**Texte de lecture:**
En tout état de cause, la mesure critiquée par la Cisa ne satisfait pas non plus M6 et Canal+, pour qui «l’assouplissement [est] trop peu significatif puisque les critères d’indépendance ne sont pas équitables avec le décret SMAD. Nous demandions à ce que la part d’indépendance audiovisuelle soit fixée à un maximum de 50 % de l’obligation ».

Animation et Spectacle vivant très loin du seuil des 50% d’apport diffuseur

L’examen de la situation actuelle pousse également au scepticisme, concernant les effets de l’abaissement à 50 % de la part minimale de financement permettant la détention de parts de coproduction.

Si l’on considère, le niveau moyen des apports diffuseurs dans les devis de production des différents genres audiovisuels :

  • Animation (20% des devis apportés par le diffuseur, avec une tendance de long terme à la baisse de ce pourcentage), et spectacle vivant (36% en 2020, et des chiffres qui oscillaient depuis plus de 10 ans entre 26 et 31%) resteront très éloignés de ce seuil ;
  • L’écart est moindre s’agissant du documentaire (43% en 2020), mais la courbe est elle aussi orientée à la baisse, et s’éloigne donc du niveau des 50% ;
  • Sous réserve d’accords conclus avec les organisations professionnelles, les diffuseurs pouvaient déjà acquérir des parts de coproduction sur leurs commandes de fictions, sous réserve d’en avoir financé au moins 60%, ce qui est tous les ans le cas, en moyenne.

« La fixation à un niveau inférieur à 50 % serait plus exacte juridiquement et correspondrait davantage au marché et pourrait prendre en compte les différents genres de programmes, plaident d’ailleurs Canal+ et M6. Pour mémoire, même avec 30 % de financement, un éditeur reste le premier financeur d’un programme audiovisuel, bien au-dessus du niveau de financement apporté par le producteur et en matière d’animation aucun éditeur n’apporte 50 % du devis à lui seul ».

Dans le même sens, France Télévisions suggère qu’à « l’instar du cinéma ou de la situation qui prévalait avec le décret « Tasca » du 17 janvier 1990, aucun seuil ne soit exigé pour pouvoir investir en parts de coproducteur (afin) de permettre à l’éditeur un droit de regard sur la marque ou le format de l’œuvre qu’il préfinance et qui n’existerait pas sans sa contribution ».

**Données extraites:**
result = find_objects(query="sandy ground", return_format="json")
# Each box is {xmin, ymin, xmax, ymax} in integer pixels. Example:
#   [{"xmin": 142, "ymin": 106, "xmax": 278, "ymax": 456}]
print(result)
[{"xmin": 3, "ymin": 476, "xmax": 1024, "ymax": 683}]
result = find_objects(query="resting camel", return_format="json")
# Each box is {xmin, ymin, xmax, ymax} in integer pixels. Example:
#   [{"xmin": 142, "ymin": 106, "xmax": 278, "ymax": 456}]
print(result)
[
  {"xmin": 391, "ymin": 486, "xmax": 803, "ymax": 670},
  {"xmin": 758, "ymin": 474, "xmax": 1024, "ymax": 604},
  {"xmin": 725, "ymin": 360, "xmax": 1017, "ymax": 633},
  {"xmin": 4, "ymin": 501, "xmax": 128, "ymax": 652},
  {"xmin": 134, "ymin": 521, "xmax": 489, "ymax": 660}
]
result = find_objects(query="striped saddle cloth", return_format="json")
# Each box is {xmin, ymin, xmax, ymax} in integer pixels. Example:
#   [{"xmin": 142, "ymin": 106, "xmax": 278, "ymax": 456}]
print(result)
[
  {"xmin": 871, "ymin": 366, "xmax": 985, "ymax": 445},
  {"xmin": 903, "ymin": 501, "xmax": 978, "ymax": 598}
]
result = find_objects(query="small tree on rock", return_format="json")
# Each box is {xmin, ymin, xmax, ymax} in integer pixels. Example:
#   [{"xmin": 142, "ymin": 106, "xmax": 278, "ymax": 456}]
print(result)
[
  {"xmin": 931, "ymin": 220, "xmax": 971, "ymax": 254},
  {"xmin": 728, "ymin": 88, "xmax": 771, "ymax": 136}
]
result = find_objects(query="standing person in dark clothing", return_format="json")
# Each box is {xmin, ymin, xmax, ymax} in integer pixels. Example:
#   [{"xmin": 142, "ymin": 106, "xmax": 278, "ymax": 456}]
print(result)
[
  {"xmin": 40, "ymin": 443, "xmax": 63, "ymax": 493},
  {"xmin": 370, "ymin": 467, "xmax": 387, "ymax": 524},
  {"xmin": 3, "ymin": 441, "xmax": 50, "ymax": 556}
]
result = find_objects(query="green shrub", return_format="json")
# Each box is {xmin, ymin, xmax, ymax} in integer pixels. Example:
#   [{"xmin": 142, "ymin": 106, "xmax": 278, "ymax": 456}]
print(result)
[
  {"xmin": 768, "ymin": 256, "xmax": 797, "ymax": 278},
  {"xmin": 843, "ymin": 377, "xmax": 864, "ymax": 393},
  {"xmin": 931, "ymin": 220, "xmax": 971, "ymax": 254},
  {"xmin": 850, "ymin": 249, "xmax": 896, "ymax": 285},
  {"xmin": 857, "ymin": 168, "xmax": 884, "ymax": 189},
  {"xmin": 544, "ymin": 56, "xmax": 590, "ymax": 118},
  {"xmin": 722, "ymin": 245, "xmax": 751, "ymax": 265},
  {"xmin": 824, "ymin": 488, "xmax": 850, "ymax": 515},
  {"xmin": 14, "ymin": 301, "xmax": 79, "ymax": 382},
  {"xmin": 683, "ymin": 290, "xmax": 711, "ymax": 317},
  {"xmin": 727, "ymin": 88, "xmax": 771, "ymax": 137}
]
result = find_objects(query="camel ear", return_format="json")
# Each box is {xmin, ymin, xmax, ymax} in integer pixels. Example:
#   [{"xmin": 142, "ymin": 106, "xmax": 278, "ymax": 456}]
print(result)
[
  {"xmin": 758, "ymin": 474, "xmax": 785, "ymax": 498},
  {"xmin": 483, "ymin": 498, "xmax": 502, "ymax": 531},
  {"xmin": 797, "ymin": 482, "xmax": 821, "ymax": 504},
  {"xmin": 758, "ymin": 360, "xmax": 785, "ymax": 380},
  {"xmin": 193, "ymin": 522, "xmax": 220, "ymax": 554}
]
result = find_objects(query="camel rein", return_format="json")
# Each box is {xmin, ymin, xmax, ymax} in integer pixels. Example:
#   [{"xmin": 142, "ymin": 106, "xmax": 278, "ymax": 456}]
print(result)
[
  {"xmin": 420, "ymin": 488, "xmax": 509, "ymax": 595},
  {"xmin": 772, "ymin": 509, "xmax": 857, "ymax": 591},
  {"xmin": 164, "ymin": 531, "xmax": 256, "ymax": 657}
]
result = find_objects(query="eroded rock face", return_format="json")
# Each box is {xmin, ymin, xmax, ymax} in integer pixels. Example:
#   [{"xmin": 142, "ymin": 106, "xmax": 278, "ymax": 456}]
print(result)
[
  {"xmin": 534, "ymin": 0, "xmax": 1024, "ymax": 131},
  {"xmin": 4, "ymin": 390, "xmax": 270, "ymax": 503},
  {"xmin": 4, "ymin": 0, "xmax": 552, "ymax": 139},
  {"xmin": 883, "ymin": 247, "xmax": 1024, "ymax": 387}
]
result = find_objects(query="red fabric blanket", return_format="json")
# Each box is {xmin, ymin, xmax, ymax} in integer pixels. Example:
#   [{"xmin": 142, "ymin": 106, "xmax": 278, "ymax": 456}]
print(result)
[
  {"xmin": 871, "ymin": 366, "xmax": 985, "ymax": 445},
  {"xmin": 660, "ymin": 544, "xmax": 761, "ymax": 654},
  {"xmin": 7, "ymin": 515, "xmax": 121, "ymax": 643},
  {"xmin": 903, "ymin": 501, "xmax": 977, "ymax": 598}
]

**Consignes écrites:**
(a) Les affirmations suivantes concordent-elles avec le texte sur les apports des diffuseurs ? Répondez à chacune par oui ou par non, en citant les mots du texte qui en décident.
(i) En 2020, les diffuseurs apportaient 43 % des devis du documentaire.
(ii) M6 et Canal+ jugent l'assouplissement suffisant.
(iii) France Télévisions souhaite que l'on fixe un seuil de 60 % pour investir en parts de coproducteur.
(b) Poursuivez le texte sur les apports des diffuseurs après sa dernière phrase.

**Résultats attendus:**
(a)
(i) Oui : « L’écart est moindre s’agissant du documentaire (43% en 2020) ».
(ii) Non : « l’assouplissement [est] trop peu significatif ».
(iii) Non : « aucun seuil ne soit exigé pour pouvoir investir en parts de coproducteur ».

(b)
La durée de la fenêtre TVR en plus de la durée d’exclusivité

Sans y associer une évaluation chiffrée, la Cisa dénonce encore la volonté d’octroyer aux éditeur une période de droits exclusifs de trente-six mois (par alignement sur le décret SMAD), et une fenêtre TVR complémentaire de 7 jours, au motif que « la question du second marché est vitale pour la production française » et que cette disposition risquerait de « le mettre à genoux ». Elle propose en conséquence de fixer la disponibilité des droits à « 48 mois, dont 24 mois exclusifs ».

« La durée des droits doit être fortement allongée afin de s’adapter au modèle linéaire qui exige un temps de repos entre les diffusions des œuvres », plaident en retour M6 et Canal+, à l’appui de leur demande d’une fenêtre de cinq ans, « assortie d’une durée de TVR de 30 jours et non plus de 7 jours ».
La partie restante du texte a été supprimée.